#### [ROWS]
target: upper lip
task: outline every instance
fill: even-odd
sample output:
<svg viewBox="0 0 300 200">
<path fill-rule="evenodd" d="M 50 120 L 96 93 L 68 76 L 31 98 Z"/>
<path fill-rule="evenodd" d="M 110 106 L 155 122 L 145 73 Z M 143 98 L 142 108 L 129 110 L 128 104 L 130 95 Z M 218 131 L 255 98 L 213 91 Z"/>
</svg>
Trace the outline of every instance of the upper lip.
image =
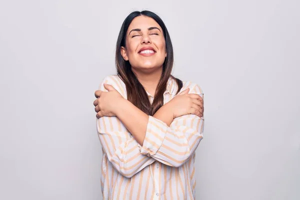
<svg viewBox="0 0 300 200">
<path fill-rule="evenodd" d="M 140 50 L 138 51 L 138 52 L 142 52 L 143 50 L 152 50 L 154 52 L 156 52 L 155 51 L 155 50 L 154 50 L 154 48 L 153 48 L 151 46 L 144 46 Z"/>
</svg>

#### [SET EXERCISE]
Reproduce every line of the records above verbatim, leaving out the picture.

#### [ANSWER TO THIS TASK]
target: upper lip
task: outline every instance
fill: even-odd
sample output:
<svg viewBox="0 0 300 200">
<path fill-rule="evenodd" d="M 50 120 L 96 93 L 68 76 L 31 98 Z"/>
<path fill-rule="evenodd" d="M 110 106 L 155 122 L 145 73 Z M 143 98 L 142 108 L 129 110 L 128 104 L 130 95 Z M 218 131 L 255 98 L 213 91 Z"/>
</svg>
Trace the outline of every instance of the upper lip.
image =
<svg viewBox="0 0 300 200">
<path fill-rule="evenodd" d="M 140 50 L 138 51 L 138 52 L 142 52 L 143 50 L 152 50 L 154 52 L 156 52 L 155 51 L 155 50 L 154 50 L 154 48 L 153 48 L 151 46 L 144 46 Z"/>
</svg>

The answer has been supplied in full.